TEXTE À LIRE -
○ ○ ○

Un exemple : une patiente vient me voir pour un mal-être profond, dit-elle. Je ne sais pourquoi, plus elle parle, plus elle m'énerve, ce qui ne manque pas de me surprendre. Que faire? Je ne peux bien entendu le lui dire! Pourtant cet énervement inexpliqué a un sens, c'est certain. Je finis par dire :"Vous savez, pendant que vous parlez, je sens comme une sorte de colère en moi que je ne m'explique pas." - "Ah! vous aussi, c'est mon premier problème, j'énerve tout le monde et je ne sais pas pourquoi!" Grâce au fait que j'ai pu dire  ce que j'ai ressenti, cette femme a pu travailler sur ce problème sans crainte de me mettre vraiment en colère et a pu comprendre ce qui se passait en elle.

Etre psy  c'est écouter, trouver du sens à ce qui est dit, ressenti, ou parfois caché lorsque la personne a de fortes résistances à parler.

○ ○ ○

CONTENU DES DONNÉES -
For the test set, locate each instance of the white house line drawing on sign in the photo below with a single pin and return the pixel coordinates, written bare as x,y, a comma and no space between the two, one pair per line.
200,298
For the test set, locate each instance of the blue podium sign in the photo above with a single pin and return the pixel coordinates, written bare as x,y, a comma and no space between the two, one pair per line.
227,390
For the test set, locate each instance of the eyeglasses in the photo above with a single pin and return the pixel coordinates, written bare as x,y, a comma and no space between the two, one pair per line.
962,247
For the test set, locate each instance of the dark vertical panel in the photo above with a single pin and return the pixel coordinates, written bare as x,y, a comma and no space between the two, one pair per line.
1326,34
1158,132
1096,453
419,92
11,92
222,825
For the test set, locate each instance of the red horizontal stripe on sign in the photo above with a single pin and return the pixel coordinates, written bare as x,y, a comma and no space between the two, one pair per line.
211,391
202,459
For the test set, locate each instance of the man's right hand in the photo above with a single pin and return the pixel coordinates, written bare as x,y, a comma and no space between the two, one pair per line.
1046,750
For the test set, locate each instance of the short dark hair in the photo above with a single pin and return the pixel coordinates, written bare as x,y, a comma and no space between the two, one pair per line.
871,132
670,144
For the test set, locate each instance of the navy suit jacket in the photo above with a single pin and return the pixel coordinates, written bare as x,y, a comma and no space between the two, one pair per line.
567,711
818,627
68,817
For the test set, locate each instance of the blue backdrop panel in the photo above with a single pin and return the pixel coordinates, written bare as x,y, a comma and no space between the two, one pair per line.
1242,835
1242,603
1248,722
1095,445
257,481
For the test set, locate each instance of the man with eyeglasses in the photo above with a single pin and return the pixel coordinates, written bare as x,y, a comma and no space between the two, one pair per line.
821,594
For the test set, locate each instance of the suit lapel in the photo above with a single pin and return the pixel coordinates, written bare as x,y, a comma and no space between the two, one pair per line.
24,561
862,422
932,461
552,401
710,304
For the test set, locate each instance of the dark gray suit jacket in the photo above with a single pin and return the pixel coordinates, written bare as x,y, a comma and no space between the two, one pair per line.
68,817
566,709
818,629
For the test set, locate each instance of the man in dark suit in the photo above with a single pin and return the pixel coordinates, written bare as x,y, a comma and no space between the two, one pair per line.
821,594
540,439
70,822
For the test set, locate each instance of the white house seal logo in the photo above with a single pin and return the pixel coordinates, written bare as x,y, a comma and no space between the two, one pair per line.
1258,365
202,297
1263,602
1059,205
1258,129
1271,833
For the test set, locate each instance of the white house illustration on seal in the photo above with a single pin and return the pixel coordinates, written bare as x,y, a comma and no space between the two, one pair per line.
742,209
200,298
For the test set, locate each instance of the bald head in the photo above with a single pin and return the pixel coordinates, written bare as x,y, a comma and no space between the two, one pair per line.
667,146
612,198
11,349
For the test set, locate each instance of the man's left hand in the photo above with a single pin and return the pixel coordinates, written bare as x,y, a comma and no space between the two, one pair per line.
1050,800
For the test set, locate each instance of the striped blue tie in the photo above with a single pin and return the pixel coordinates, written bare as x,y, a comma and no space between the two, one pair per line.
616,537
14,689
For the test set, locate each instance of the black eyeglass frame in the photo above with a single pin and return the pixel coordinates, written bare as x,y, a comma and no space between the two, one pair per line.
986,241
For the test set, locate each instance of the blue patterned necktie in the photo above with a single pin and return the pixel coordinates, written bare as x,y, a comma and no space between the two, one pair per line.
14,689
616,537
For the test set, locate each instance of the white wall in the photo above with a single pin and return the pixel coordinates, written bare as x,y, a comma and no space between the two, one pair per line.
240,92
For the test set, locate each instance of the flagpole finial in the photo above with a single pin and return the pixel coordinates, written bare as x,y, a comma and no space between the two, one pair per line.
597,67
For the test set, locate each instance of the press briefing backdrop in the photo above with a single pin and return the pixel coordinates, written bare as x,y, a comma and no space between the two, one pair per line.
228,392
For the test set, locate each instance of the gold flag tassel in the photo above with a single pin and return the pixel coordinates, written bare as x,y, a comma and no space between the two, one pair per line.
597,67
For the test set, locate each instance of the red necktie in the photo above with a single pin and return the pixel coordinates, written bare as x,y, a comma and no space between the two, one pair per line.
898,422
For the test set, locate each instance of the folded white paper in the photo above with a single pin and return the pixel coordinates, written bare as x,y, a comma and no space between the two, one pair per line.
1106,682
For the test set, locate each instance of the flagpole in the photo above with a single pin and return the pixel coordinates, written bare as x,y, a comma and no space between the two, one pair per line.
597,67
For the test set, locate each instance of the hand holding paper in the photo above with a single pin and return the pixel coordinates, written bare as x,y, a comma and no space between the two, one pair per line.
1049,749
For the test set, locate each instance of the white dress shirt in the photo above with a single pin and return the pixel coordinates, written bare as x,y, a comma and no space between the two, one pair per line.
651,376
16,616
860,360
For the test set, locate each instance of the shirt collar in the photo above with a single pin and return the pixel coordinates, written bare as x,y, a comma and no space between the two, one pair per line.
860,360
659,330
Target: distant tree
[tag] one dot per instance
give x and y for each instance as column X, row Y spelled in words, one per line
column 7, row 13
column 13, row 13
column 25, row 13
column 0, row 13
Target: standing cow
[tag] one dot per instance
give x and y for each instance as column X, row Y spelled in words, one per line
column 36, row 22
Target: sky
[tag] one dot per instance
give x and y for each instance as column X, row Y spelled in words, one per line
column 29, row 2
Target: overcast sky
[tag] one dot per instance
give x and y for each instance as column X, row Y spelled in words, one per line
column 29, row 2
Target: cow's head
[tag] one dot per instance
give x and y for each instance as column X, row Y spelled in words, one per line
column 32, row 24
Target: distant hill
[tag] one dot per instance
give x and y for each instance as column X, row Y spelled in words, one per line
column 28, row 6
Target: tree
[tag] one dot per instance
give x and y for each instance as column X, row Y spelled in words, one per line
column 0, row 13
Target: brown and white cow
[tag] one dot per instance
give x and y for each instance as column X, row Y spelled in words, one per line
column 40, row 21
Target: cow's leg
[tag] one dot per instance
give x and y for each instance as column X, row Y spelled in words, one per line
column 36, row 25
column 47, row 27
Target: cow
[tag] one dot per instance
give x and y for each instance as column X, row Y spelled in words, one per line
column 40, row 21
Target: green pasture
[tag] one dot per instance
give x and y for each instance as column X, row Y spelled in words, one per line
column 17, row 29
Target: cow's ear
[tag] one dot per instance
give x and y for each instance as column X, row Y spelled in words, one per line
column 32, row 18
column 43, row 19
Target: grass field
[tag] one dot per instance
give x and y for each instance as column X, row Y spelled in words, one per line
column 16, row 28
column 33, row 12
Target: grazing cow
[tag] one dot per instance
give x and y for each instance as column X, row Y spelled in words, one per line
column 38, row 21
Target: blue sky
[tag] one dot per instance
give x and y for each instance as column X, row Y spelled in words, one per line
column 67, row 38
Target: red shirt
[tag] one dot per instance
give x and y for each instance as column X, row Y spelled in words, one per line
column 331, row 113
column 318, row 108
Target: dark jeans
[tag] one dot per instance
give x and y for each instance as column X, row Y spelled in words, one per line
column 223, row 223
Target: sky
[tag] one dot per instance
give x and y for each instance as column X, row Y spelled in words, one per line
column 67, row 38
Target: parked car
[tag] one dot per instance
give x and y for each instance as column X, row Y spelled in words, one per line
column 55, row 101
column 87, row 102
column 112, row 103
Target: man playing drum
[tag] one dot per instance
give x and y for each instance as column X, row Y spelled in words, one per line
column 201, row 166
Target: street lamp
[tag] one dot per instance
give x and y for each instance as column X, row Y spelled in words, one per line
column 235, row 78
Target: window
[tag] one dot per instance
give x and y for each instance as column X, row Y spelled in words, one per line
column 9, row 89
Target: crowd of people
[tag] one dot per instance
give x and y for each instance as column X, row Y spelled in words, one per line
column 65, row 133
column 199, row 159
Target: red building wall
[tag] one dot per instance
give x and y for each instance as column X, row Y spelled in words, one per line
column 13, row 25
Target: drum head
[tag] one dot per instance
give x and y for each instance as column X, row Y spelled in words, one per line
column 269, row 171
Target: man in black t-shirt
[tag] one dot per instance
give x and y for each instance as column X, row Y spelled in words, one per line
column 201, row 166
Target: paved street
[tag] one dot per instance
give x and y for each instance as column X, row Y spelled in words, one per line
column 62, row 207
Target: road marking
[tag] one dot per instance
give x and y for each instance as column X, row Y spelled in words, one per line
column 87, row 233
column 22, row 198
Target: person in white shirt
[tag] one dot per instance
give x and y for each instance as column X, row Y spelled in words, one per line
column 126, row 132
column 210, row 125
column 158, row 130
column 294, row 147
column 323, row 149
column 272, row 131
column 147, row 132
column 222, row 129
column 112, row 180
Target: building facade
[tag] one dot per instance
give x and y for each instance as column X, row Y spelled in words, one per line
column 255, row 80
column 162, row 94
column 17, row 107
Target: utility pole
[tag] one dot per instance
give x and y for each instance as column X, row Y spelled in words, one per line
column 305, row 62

○ ○ ○

CONSIGNES -
A. Pour chaque affirmation, dites par oui ou par non si elle concorde avec le texte sur la consultation, en citant mot pour mot le passage qui tranche. (i) La patiente consulte pour un mal-être profond. (ii) Le psy annonce directement à la patiente qu'elle l'énerve. (iii) La patiente déclare qu'elle énerve tout le monde.
B. D'après le texte sur la consultation, en quoi consiste le fait d'être psy ?
C. Poursuivez le texte sur la consultation à partir de sa dernière phrase.
Ces données proviennent d'une autre source.

CORRIGÉ -
A.
(i) Oui : « une patiente vient me voir pour un mal-être profond ».
(ii) Non : « Je ne peux bien entendu le lui dire! ».
(iii) Oui : « j'énerve tout le monde et je ne sais pas pourquoi! ».

B. C'est écouter, trouver du sens à ce qui est dit, ressenti, ou parfois caché lorsque la personne a de fortes résistances à parler.

C.
Les techniques peuvent être différentes, la psychanalyse classique se pratique entre le patient, qui est étendu sur le divan, et son analyste assis derrière. Ceci leur permet de parler plus librement, de pouvoir se taire, de ne pas être obligés de composer leur visage etc... Les séances ont lieu plusieurs fois par semaines, cela prend du temps et de l'argent (bien qu'il existe des psychanalyses gratuites en dispensaire). Les indications sont précises et limitées. En revanche la psychothérapie analytique se pratique plus facilement, dure moins longtemps, se passe  en face à face, en général une fois par semaine, mais parfois moins fréquemment. Elle peut se faire à deux, en couple, en famille ou même en groupe. Mais les concepts psychanalytiques sont les mêmes. Le phénomène de "résonance" est le même, le pouvoir de la parole est le même, les souvenirs inconscients ont la même importance, l'implication du thérapeute est la même.

Donc vous voyez, c'est un drôle de métier! Mais c'est un métier si passionnant que ça vaut la peine de s'y préparer pendant des années et de l'exercer le plus longtemps possible.